# [Exercise objective]
The answer must be an exact copy of all the data below.

# [Records for the exercise]
== == ==
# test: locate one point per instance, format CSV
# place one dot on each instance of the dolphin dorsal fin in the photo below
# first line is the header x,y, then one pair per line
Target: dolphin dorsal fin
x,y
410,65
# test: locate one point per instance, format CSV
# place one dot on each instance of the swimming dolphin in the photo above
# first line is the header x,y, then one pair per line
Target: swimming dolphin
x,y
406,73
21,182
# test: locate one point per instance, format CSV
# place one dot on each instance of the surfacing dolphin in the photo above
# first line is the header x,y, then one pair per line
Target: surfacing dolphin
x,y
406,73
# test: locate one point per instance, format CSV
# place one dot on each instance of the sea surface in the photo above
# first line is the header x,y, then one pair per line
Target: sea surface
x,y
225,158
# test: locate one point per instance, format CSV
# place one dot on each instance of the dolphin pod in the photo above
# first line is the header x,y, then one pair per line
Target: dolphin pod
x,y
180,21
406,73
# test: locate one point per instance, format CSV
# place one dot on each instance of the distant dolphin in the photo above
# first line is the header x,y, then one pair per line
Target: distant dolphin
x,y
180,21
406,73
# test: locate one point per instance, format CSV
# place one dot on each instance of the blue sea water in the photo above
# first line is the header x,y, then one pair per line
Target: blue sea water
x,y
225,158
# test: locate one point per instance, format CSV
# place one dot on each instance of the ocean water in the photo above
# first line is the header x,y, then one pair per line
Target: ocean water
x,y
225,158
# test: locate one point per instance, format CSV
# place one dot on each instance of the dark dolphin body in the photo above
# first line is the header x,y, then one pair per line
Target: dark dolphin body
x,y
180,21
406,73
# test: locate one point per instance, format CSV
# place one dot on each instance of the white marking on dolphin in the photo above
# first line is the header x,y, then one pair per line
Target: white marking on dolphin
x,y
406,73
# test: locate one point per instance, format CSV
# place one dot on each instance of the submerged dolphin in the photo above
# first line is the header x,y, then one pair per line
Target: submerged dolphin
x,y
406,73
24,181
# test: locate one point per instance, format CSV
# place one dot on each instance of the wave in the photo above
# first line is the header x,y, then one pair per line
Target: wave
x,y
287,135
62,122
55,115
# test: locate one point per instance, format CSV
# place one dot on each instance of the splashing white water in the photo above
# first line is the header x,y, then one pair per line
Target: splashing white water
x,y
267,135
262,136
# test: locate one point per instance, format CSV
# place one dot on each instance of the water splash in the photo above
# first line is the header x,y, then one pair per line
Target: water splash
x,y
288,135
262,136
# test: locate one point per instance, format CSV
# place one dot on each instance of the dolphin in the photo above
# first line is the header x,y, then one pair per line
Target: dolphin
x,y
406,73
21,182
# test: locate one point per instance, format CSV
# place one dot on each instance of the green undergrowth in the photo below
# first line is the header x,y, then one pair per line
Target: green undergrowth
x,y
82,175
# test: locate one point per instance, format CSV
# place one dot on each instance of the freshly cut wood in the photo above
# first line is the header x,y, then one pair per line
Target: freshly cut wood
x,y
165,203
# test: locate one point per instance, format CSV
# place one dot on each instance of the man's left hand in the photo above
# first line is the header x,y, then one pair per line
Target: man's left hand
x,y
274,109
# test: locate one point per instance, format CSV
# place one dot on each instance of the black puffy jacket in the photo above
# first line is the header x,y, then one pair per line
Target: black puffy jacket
== == ==
# [Exercise output]
# test: locate one point per instance, format CSV
# place one dot on each instance of the dolphin dorsal fin in the photo below
# first line is the header x,y, then one pair per line
Target: dolphin dorsal fin
x,y
410,65
# test: locate one point per instance, format CSV
# place one dot on each instance of the swimming dolphin in the photo above
# first line is the header x,y, then one pair per line
Target: swimming dolphin
x,y
406,73
21,182
# test: locate one point per instance, format CSV
# place one dot on each instance of the surfacing dolphin in the photo above
# first line is the header x,y, then one pair per line
Target: surfacing dolphin
x,y
406,73
# test: locate one point per instance, format CSV
# place one dot on each instance of the sea surface in the photo above
# first line is the header x,y, then one pair per line
Target: sea surface
x,y
225,158
# test: locate one point per instance, format CSV
# place one dot on each instance of the dolphin pod in the photo above
# first line is the header x,y, then one pair per line
Target: dolphin pod
x,y
180,21
406,73
# test: locate one point per instance, format CSV
# place one dot on each instance of the distant dolphin in the photo above
# first line is the header x,y, then one pair per line
Target: distant dolphin
x,y
180,21
406,73
# test: locate one point per instance, format CSV
# place one dot on each instance of the blue sea water in the photo above
# first line is the header x,y, then one pair per line
Target: blue sea water
x,y
225,158
# test: locate one point per instance, format CSV
# place one dot on each instance of the ocean water in the photo above
# first line is the header x,y, then one pair per line
Target: ocean water
x,y
225,158
# test: locate one point per instance, format CSV
# place one dot on each instance of the dark dolphin body in the photo above
# first line is the header x,y, then one pair per line
Target: dark dolphin body
x,y
180,21
406,73
# test: locate one point per instance, format CSV
# place one dot on each instance of the white marking on dolphin in the photo above
# first line is the header x,y, then one pair per line
Target: white marking on dolphin
x,y
406,73
# test: locate one point per instance, format CSV
# place one dot on each instance of the submerged dolphin in the photo above
# first line is the header x,y, then one pair per line
Target: submerged dolphin
x,y
406,73
24,181
# test: locate one point per instance, format CSV
# place one dot on each instance of the wave in the photo above
# first line is the header x,y, then one pair per line
Target: wave
x,y
287,135
62,122
55,115
# test: locate one point per instance, format CSV
# place one dot on each instance of the splashing white water in the photo above
# first line is the header x,y, then one pair per line
Target: splashing white water
x,y
267,135
262,136
# test: locate one point per instance, format CSV
# place one dot on each instance of the water splash in the photo above
# first line is the header x,y, then one pair per line
Target: water splash
x,y
288,135
262,136
# test: locate one point per instance, format CSV
# place one dot on each instance of the dolphin in the photo above
# first line is the header x,y, then one pair per line
Target: dolphin
x,y
406,73
21,182
# test: locate one point per instance, format CSV
# place one dot on each instance of the green undergrowth in the photo below
# first line is the header x,y, then one pair per line
Target: green undergrowth
x,y
82,175
# test: locate one point per instance, format CSV
# place one dot on each instance of the freshly cut wood in the photo above
# first line is the header x,y, then one pair per line
Target: freshly cut wood
x,y
165,203
# test: locate one point per instance, format CSV
# place one dot on each instance of the man's left hand in the photo above
# first line is the header x,y, then one pair per line
Target: man's left hand
x,y
274,109
# test: locate one point per instance, format CSV
# place one dot on each instance of the black puffy jacket in the photo above
# first line is the header x,y, then one pair per line
Target: black puffy jacket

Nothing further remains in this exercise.